Consegna A
Nel testo sulle relazioni industriali riportato più sotto, elenca tutti i soggetti nei cui rapporti può esserci una reale situazione di disequilibrio.
Consegna B
Per favore, indica quali due tipi di condizioni devono determinarsi secondo il testo sulle relazioni industriali riportato più sotto.

Testo fornito
◆ ◆ ◆

Il sistema italiano di Relazioni Industriali e Marchionne.Alternative,n.15 del marzo 2011

Tanto è stato scritto e detto in appuntamenti televisivi, in questi ultimi due mesi, sulla Fiat e su Marchionne che si possono considerare noti a tutti i fatti basilari; ciò consente di concentrarsi sulla valutazione degli effetti sistemici di quanto sta accadendo.

Il primo sguardo d’assieme riguarda il sistema di relazioni industriali italiano. Che cosa ci insegnano gli avvenimenti recenti? Il sistema di relazioni industriali italiano può essere aggirato e liquidato da un attore determinato e aggressivo come Marchione. Ciò è ovviamente possibile se si determinano una serie di condizioni sia soggettive, i comportamenti cioè degli altri attori, sia oggettive, una reale situazione di disequilibrio nei rapporti tra le imprese, i lavoratori e i sindacati.

◆ ◆ ◆

Dati forniti
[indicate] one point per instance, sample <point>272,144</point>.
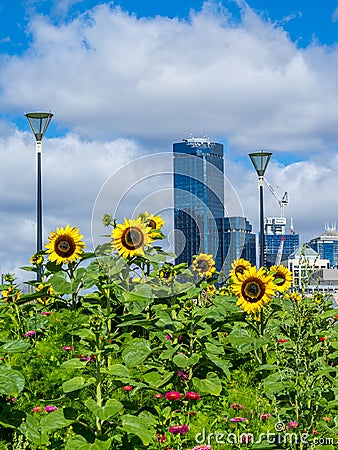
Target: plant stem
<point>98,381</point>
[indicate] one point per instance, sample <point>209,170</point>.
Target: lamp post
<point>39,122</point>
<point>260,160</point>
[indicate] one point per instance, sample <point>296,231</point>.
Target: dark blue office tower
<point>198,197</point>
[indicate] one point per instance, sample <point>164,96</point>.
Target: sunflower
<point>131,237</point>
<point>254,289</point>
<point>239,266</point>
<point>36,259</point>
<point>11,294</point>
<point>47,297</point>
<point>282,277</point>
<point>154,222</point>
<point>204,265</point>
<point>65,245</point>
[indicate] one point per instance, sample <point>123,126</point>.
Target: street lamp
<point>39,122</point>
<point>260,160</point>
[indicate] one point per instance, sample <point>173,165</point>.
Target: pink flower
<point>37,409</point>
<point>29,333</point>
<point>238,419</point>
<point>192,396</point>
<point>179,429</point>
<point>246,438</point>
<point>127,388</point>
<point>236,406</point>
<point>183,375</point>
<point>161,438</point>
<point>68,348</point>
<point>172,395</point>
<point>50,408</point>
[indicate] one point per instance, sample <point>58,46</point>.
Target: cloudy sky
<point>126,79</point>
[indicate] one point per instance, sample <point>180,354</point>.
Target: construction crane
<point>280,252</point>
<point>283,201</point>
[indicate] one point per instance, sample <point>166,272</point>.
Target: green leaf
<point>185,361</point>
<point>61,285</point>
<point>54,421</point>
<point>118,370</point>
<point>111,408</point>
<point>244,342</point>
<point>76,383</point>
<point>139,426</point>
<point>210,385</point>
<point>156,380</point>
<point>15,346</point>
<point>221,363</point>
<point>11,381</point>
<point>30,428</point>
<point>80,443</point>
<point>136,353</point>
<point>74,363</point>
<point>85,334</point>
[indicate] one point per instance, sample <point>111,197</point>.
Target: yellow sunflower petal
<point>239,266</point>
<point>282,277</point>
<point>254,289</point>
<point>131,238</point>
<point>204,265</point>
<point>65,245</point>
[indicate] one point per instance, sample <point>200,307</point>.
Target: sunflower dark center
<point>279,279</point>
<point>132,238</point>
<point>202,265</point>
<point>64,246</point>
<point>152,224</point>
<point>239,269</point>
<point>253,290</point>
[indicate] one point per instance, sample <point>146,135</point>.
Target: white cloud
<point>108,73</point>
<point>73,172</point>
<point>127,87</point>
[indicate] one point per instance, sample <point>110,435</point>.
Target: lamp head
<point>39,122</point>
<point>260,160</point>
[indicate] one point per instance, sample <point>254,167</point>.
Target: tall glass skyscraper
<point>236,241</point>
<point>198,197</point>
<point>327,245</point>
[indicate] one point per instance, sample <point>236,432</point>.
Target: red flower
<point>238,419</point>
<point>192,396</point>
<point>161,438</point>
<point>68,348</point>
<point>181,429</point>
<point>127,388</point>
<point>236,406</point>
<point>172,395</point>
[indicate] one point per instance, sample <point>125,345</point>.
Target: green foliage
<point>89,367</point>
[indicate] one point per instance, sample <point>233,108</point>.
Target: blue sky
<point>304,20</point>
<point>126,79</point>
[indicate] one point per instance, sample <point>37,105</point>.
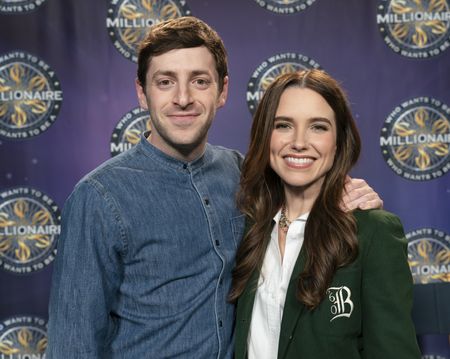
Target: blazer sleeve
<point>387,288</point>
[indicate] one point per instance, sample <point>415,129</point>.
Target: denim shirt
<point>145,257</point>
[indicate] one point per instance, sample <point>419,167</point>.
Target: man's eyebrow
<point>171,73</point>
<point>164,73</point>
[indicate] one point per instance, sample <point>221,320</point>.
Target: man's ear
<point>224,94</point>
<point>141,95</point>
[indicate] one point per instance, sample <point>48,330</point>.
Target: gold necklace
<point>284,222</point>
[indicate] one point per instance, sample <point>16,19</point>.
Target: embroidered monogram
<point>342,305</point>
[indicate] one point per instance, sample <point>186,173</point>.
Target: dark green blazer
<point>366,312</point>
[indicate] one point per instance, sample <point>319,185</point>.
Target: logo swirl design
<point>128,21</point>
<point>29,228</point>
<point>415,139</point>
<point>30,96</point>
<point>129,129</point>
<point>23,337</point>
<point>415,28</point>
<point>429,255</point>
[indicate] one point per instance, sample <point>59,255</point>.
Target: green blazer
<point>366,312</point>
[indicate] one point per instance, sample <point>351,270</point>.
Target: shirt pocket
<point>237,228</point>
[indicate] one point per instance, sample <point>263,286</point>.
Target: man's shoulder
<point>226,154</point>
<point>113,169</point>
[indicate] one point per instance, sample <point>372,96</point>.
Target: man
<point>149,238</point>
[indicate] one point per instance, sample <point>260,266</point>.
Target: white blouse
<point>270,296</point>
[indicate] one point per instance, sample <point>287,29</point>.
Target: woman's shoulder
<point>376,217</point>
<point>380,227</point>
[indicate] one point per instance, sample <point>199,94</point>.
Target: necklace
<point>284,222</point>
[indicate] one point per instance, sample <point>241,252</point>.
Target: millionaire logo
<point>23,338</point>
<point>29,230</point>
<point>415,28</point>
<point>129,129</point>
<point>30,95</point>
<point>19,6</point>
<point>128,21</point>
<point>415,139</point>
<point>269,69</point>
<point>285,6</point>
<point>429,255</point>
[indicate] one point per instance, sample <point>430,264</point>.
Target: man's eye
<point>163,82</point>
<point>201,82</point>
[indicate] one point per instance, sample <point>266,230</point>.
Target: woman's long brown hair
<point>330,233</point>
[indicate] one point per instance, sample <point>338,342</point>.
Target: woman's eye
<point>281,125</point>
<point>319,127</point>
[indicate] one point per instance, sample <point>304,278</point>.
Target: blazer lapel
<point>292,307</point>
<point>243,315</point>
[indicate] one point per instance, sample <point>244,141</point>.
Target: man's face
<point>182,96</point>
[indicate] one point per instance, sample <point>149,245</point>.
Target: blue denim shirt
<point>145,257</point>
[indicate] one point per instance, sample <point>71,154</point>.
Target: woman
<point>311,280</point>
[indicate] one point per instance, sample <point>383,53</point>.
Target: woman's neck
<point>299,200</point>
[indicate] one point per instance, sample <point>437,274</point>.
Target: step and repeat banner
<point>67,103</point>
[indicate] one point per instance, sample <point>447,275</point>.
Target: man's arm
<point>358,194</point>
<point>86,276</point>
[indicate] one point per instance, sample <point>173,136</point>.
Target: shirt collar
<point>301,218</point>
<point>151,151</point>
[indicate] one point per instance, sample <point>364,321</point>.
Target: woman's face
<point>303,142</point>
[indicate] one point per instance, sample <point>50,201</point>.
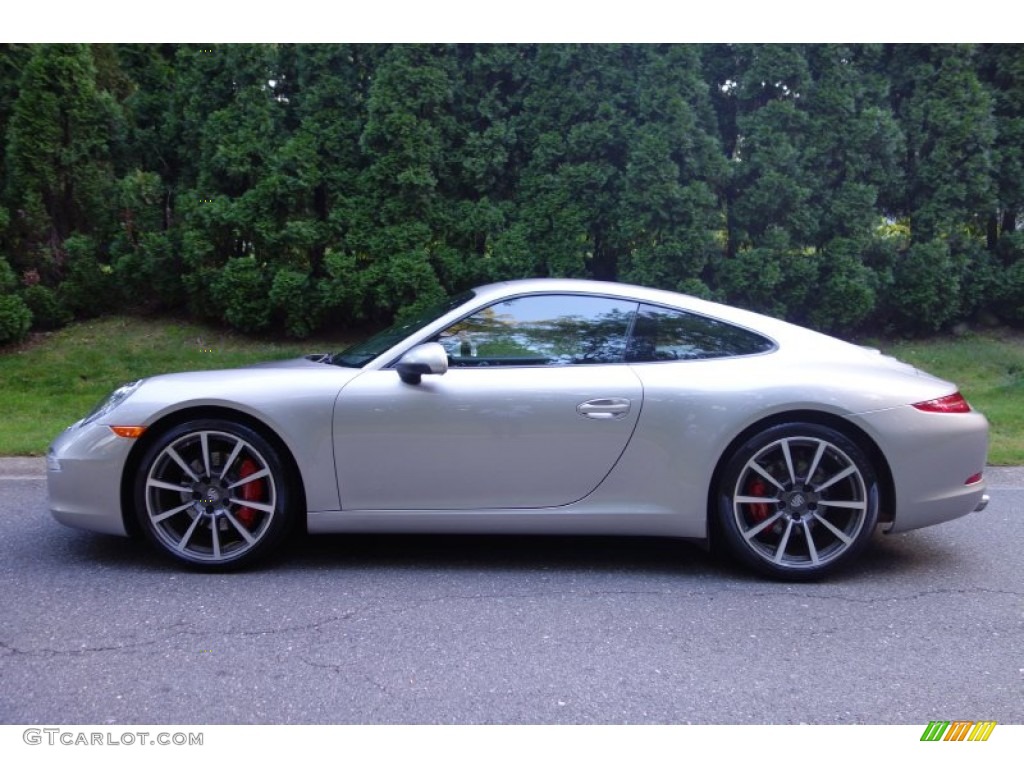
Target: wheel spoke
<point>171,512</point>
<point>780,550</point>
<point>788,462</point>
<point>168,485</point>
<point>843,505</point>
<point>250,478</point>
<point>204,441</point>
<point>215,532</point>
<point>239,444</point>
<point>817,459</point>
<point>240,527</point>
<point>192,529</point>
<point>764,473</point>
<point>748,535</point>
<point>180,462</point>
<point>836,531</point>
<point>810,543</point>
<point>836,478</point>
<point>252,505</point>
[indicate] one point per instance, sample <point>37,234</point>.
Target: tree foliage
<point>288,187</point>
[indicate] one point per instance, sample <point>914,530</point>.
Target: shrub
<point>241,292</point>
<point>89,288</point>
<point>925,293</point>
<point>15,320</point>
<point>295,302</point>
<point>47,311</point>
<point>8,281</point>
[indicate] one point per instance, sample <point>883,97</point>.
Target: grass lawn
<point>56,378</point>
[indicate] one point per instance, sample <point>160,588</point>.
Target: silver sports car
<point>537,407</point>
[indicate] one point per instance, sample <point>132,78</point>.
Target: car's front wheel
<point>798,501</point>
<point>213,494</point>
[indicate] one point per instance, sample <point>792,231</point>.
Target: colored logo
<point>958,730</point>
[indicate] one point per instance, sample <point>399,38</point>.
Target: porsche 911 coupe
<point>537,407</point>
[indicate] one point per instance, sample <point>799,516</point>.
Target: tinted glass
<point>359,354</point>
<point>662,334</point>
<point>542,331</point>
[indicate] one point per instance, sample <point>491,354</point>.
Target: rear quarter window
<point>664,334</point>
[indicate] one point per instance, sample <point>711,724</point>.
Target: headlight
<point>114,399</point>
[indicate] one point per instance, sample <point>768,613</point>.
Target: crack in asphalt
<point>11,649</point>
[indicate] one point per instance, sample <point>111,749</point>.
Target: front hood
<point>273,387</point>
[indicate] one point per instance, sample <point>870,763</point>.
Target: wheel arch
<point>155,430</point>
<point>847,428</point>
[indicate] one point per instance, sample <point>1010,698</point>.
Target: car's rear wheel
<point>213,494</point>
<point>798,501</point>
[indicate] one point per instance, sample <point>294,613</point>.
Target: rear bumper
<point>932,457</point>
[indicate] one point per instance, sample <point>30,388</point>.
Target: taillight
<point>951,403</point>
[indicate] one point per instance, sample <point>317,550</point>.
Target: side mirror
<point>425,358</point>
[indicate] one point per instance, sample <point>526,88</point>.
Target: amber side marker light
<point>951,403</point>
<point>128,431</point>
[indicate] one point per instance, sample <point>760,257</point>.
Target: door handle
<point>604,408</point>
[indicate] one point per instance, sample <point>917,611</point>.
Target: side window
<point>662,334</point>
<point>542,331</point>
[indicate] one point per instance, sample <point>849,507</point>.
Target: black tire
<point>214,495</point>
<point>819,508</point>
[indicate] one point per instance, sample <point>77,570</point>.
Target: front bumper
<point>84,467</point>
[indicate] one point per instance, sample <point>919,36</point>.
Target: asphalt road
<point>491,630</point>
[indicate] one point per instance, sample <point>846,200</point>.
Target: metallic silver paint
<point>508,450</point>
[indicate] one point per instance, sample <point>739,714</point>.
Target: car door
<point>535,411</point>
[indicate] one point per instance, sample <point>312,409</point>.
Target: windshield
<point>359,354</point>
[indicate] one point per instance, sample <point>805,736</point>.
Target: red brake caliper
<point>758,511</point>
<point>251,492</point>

◆ ◆ ◆

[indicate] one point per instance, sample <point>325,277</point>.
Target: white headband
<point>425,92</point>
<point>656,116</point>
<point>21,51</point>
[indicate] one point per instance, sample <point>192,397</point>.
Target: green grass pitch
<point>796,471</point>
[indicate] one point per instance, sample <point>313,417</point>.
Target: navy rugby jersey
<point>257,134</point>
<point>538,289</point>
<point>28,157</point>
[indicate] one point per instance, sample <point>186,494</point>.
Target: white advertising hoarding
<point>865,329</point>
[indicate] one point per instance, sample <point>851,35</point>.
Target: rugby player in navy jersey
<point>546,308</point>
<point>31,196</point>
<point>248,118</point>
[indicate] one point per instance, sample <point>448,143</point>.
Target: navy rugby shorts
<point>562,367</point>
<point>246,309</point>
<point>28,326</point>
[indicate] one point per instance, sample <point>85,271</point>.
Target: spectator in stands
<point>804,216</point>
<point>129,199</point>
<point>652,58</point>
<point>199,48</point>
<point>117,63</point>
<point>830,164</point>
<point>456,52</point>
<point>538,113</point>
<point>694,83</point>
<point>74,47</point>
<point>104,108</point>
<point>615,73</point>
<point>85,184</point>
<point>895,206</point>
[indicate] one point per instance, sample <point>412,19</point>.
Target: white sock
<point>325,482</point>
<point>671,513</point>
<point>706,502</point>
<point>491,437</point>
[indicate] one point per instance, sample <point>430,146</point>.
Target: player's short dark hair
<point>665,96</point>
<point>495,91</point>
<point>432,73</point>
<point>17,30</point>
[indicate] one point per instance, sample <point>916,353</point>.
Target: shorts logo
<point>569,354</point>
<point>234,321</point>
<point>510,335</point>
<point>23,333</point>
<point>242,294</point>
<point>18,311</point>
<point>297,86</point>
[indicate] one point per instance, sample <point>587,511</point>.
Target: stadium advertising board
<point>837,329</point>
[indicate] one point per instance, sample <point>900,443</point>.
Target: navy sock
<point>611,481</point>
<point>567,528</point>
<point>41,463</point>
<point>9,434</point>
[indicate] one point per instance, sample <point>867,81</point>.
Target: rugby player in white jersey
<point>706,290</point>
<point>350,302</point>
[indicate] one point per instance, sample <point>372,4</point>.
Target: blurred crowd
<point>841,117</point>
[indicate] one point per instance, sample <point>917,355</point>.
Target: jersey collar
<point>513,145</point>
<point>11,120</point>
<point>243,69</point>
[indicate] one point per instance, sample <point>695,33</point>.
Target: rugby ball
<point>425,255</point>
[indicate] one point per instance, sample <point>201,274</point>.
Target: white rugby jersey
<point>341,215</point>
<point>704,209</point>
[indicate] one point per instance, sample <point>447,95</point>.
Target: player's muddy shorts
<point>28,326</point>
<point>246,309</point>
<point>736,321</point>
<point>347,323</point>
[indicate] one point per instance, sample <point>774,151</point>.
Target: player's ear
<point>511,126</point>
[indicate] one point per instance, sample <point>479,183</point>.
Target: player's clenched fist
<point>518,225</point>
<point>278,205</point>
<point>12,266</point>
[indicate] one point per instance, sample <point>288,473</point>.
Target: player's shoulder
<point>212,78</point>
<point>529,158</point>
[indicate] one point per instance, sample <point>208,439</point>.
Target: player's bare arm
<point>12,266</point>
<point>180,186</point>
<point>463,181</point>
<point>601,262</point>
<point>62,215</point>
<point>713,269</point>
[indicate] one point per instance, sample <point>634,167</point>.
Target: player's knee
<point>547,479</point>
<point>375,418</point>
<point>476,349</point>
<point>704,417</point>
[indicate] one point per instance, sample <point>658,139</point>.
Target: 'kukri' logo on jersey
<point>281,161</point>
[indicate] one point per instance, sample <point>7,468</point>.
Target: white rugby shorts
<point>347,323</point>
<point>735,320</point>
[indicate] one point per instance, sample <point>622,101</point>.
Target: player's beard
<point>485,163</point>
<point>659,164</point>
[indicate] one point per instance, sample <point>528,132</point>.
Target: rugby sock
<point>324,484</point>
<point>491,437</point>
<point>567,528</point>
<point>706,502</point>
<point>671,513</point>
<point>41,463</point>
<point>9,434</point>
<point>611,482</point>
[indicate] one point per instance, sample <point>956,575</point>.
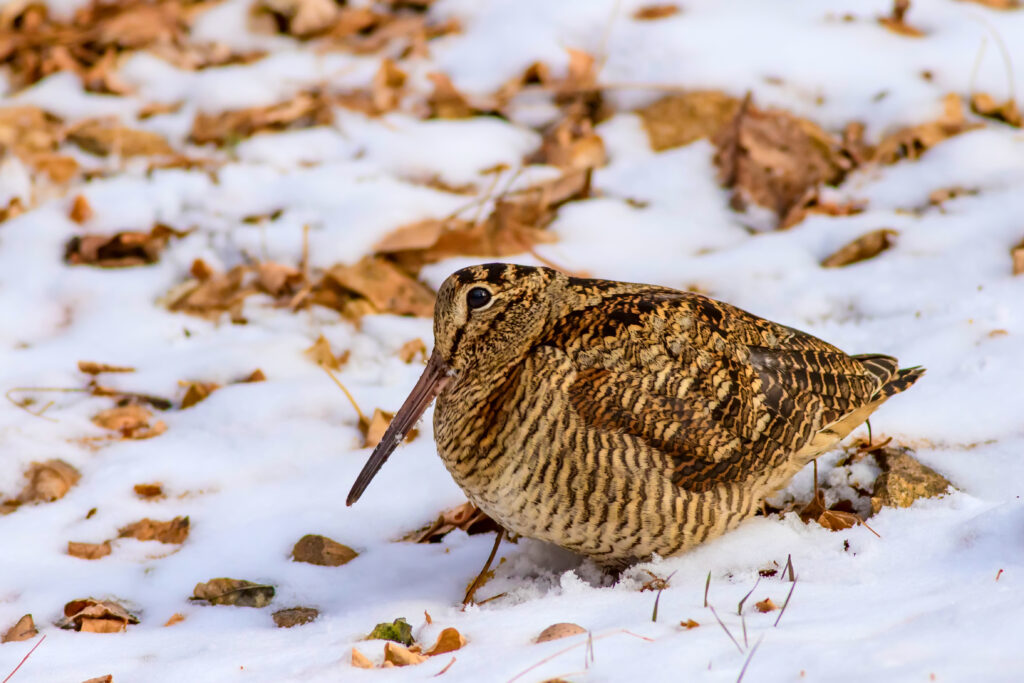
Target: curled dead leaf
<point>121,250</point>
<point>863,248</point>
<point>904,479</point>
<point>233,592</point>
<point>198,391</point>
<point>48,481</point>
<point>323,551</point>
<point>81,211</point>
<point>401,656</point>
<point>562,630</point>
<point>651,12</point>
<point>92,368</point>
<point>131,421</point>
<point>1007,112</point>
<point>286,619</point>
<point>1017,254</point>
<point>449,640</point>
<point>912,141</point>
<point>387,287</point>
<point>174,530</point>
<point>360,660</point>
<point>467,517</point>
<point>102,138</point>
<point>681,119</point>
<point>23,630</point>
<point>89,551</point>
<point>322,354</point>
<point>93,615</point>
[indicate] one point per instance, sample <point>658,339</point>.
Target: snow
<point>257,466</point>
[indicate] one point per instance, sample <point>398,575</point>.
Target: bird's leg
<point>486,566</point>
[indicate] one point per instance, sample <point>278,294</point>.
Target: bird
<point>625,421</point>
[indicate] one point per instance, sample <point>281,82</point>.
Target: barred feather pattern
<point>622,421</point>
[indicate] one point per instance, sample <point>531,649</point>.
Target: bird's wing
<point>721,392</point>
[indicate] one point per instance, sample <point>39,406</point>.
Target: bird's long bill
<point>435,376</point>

◆ ◆ ◆

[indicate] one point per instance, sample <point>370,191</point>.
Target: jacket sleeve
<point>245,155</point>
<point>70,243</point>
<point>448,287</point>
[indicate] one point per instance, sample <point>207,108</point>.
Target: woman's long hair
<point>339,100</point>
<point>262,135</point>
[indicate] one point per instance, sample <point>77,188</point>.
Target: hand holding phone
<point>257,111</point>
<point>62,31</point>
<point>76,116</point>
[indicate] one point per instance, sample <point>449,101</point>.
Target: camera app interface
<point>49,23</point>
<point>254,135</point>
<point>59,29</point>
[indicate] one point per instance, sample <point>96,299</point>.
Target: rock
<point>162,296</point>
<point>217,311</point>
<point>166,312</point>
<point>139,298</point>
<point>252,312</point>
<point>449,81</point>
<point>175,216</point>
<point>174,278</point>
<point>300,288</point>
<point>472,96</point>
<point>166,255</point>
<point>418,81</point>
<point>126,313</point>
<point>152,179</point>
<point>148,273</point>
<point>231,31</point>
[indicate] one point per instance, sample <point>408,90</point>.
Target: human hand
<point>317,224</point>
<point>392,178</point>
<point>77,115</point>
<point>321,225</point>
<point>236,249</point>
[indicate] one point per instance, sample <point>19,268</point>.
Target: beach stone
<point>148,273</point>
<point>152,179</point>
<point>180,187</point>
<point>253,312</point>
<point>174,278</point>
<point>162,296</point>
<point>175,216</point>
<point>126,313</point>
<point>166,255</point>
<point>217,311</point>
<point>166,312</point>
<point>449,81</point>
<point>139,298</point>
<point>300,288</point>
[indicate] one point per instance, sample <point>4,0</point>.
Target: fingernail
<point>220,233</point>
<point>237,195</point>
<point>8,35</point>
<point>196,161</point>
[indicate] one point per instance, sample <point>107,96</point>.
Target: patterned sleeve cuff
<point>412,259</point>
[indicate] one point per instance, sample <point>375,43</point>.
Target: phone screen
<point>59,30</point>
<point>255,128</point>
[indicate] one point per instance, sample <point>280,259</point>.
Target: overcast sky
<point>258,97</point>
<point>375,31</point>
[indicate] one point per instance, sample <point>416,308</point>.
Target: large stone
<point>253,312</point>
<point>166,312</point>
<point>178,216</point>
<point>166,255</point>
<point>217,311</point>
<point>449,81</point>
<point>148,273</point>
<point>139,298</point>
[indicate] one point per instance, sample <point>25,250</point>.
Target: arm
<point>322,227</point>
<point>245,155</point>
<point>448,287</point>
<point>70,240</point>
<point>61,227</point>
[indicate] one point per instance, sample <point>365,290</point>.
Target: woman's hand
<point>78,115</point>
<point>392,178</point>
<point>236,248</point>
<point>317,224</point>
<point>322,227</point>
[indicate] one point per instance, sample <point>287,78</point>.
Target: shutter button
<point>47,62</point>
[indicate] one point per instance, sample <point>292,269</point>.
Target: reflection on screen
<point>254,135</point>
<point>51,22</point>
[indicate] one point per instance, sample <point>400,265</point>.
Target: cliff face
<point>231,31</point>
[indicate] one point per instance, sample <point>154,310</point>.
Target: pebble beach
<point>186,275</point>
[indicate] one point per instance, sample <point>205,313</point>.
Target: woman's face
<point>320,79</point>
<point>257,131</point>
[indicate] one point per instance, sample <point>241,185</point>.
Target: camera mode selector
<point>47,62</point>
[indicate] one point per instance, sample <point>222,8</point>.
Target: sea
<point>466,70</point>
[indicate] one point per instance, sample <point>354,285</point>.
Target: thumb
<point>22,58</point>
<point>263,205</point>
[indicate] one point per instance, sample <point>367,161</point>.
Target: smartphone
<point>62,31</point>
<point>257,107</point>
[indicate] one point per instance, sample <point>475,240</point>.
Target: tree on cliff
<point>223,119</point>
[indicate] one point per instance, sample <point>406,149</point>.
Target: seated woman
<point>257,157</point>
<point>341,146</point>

◆ ◆ ◆

Risposta A
- le imprese
- i lavoratori
- i sindacati

Risposta B
Condizioni soggettive, cioè i comportamenti degli altri attori, e condizioni oggettive, cioè una reale situazione di disequilibrio nei rapporti tra le imprese, i lavoratori e i sindacati.